_Task_
Resume the passage below on syllable boundaries and consonant stress, picking up right after its last sentence.

An obvious problem with Saussure's version of this theory is that aperture does not uniformly increase at the beginning of a syllable, nor uniformly decrease at the end. So my revision is to substitute stress/unstressed for Saussure's explosive/implosive. This is the SPE feature stress, which is defined for consonants (honest -- I checked), but not actually used for consonants, so far. We could identify it with the fortis/lenis difference, which is sometimes used for consonants.
So then we can identify as a syllable a syllabic segment together with any preceding stressed non-syllabic segments and any following unstressed non-syllabic segments.
This makes syllables phonetic, and also phonemic if there is a stressed/unstressed (fortis/lenis) distinction for consonants.
C.-J Bailey once gave an interesting argument for syllables being phonemic. He observed that in some southern dialects there is a distinction between May.a, the first name of the poet Maya Angelou, and Ma.ya, the Central American Indians. I could describe this as a difference in the stress of the y: the former y is unstressed and the latter one is stressed.

_Source information_

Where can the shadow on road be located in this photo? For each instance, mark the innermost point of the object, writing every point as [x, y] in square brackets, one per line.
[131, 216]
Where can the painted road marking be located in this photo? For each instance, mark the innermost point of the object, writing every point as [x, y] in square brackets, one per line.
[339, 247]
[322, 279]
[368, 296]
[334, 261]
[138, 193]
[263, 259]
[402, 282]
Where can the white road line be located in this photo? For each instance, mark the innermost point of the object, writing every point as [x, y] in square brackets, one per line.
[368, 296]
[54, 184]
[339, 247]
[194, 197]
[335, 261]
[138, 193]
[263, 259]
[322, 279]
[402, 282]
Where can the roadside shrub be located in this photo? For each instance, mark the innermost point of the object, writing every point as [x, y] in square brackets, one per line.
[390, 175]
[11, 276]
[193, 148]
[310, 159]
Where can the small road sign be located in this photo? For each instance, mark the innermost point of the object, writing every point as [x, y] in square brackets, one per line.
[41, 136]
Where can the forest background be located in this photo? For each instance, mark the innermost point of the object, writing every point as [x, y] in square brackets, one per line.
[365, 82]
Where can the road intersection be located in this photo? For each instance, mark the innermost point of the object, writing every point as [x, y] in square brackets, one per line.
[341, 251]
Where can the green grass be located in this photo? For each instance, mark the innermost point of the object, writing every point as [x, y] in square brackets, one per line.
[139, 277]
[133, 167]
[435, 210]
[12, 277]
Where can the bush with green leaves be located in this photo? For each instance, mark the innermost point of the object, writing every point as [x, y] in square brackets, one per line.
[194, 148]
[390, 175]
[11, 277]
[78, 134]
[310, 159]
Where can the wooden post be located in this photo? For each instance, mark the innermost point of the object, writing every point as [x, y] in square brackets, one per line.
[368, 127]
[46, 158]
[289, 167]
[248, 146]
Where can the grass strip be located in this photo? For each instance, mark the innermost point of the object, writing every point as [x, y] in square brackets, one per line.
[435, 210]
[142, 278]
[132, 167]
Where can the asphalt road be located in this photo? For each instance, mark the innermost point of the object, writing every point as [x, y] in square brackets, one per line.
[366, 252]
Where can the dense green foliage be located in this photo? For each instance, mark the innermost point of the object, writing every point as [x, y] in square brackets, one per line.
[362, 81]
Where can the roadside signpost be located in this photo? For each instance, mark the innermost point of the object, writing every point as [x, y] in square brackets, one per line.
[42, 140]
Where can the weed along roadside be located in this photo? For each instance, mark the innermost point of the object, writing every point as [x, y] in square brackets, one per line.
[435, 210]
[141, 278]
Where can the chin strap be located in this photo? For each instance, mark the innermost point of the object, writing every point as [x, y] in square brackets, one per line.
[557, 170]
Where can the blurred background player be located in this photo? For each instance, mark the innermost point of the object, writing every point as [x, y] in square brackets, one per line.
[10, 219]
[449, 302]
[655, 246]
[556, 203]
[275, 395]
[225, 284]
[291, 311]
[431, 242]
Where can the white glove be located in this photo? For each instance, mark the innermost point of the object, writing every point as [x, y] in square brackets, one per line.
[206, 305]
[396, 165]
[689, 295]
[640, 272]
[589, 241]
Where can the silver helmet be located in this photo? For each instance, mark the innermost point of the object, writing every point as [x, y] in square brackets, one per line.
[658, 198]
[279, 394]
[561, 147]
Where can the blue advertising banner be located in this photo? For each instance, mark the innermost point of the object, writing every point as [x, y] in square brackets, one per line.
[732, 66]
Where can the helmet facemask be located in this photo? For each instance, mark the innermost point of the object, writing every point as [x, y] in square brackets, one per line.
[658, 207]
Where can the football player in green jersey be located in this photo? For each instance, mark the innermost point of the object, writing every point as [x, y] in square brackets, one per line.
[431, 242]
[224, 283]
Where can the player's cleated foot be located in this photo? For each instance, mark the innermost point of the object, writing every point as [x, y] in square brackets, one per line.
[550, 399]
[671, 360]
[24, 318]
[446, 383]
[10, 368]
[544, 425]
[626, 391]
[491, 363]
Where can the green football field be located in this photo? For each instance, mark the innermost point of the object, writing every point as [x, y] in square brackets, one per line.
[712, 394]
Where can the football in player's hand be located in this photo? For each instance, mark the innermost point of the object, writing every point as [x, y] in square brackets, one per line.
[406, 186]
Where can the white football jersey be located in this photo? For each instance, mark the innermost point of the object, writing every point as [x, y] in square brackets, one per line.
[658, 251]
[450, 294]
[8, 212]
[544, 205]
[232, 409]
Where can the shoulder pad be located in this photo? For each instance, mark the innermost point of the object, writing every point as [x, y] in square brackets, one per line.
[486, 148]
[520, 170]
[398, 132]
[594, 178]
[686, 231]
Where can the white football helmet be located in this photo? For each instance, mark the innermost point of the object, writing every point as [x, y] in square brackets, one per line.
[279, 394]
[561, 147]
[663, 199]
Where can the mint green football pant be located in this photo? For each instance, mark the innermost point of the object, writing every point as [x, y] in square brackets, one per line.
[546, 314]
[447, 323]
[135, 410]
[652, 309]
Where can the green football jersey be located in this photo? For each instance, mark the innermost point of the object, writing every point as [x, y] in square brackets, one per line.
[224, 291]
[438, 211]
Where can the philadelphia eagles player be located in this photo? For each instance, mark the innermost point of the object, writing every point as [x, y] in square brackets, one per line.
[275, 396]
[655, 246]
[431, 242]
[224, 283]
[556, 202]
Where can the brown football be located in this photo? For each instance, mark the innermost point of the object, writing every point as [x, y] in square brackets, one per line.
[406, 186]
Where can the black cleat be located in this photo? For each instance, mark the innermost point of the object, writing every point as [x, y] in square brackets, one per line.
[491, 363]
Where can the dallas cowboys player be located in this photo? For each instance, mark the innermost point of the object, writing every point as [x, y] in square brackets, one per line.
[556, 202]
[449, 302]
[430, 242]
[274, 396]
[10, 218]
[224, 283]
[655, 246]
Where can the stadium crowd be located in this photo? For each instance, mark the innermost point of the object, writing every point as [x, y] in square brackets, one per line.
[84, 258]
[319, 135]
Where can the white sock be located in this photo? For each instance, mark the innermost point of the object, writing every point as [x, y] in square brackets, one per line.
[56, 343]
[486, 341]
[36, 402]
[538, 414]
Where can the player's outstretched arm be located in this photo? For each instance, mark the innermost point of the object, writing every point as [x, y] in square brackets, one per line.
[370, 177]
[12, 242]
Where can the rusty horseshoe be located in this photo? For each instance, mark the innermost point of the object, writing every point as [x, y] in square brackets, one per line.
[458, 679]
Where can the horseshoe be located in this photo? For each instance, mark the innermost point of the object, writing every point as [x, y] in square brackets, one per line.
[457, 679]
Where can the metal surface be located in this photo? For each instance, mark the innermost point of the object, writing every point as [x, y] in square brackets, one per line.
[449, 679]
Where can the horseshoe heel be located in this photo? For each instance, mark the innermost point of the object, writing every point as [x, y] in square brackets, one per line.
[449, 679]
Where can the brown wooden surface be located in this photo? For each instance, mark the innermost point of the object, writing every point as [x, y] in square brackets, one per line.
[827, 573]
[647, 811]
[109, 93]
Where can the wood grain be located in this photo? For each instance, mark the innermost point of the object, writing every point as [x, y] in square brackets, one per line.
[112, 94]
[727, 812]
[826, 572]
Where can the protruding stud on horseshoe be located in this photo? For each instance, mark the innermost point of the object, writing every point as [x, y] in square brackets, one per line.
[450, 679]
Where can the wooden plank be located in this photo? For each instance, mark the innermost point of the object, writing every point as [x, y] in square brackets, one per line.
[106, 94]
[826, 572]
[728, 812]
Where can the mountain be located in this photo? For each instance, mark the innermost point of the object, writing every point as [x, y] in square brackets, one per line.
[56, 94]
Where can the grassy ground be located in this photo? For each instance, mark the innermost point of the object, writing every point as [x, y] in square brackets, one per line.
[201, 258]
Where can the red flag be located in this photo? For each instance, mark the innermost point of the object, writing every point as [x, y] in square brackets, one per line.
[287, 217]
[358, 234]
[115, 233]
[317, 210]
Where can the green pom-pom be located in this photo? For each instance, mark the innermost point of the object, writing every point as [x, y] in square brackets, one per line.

_Task answer_
Unfortunately for this particular example, another plausible account is available. May.a might have the diphthong /ai/.
It very much depends on what you're trying to accomplish. If you're focusing purely on the segmental aspects (ie individual sounds) then syllable boundaries will not offer much additional information and they are not included in most phonetic transcription (they are very prominent in dictionaries where they play a different role).
Often syllable boundaries will enter the picture if you mark syllabic stress. However, the stress is really carried by the syllable nuclei, so the boundaries are no strictly speaking necessary. In English, there are at least two contradictory approaches to syllable boundaries (Cambridge vs Longman pronunciation dictionary) but in fact, the syllable boundaries are not all that analytically important. In other languages, this may be slightly different. But it is mostly a safe bet that vowel is the syllable nucleus so it is more important to mark syllabic consonants in your transcription.
Also, note. You are using the third method of syllabification which is based on orthography. This is used in phonics instruction but does not constitute transcription. Since, there is only one /g/ in doggy. Your choices are /do.gi/ or /dog.i/. Since there is supposed phonotactic constraint in English against unstressed open short syllables, only the second option is chosen by the two methods but I suspect even that is reading more into it than there actually is.